Your objective = From the items below, keep only the lines that contain the string "white" and copy each one. Treat the match as case-sensitive.

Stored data
-- Begin --
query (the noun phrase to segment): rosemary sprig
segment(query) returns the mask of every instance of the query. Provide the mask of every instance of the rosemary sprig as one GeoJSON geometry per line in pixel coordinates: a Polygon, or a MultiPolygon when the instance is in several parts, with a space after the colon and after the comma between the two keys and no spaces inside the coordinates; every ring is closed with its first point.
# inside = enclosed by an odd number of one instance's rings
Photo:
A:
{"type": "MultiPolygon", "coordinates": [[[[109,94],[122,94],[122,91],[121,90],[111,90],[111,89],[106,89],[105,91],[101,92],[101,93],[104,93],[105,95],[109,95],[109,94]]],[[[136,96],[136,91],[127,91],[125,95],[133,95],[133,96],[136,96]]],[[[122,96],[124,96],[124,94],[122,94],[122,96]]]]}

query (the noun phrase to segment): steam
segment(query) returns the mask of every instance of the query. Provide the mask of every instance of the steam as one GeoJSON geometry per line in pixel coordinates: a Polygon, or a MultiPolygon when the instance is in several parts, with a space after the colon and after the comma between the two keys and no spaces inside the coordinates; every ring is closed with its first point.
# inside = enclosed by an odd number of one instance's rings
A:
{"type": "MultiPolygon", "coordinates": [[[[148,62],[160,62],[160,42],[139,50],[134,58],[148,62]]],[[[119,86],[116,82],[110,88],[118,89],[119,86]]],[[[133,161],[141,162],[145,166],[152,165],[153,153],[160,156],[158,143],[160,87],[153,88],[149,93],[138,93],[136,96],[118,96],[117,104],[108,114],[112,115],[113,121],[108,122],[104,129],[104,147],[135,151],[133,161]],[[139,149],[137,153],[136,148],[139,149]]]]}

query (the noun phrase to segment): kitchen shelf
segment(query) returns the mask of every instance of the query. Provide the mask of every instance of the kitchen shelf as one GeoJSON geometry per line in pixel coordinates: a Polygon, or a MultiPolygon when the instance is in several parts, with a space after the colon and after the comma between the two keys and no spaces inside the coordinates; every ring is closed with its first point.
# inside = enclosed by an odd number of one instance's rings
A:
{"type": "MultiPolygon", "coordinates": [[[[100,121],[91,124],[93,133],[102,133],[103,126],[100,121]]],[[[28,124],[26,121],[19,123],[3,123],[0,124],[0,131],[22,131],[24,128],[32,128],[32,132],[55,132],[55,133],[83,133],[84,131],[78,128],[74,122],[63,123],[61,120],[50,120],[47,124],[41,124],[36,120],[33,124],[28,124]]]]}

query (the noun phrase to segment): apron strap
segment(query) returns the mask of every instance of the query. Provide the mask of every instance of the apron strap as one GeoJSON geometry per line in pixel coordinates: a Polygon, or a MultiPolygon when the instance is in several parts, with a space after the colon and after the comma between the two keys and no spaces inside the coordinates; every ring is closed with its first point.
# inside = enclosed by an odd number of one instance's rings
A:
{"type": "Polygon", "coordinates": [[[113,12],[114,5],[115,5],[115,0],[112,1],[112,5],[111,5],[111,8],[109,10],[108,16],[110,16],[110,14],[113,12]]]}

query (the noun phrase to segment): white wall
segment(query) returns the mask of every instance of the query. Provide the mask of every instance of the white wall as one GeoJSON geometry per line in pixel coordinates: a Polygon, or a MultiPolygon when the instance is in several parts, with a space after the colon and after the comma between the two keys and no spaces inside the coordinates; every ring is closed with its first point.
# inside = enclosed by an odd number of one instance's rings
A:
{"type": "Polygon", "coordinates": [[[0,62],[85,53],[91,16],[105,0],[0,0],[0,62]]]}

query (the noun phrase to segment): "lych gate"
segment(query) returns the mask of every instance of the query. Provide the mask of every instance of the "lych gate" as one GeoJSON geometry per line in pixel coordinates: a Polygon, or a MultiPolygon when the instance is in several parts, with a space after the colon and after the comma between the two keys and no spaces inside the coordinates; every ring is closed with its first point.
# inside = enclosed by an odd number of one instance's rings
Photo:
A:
-- End --
Final result =
query (the noun phrase to segment): white wall
segment(query) returns the mask of every instance of the query. Provide the mask of every instance of the white wall as one GeoJSON geometry per line in pixel coordinates: a Polygon, or a MultiPolygon when the instance is in several parts, with a space after the colon and after the comma between the two keys and no spaces inside the coordinates; every ring is closed with its first point.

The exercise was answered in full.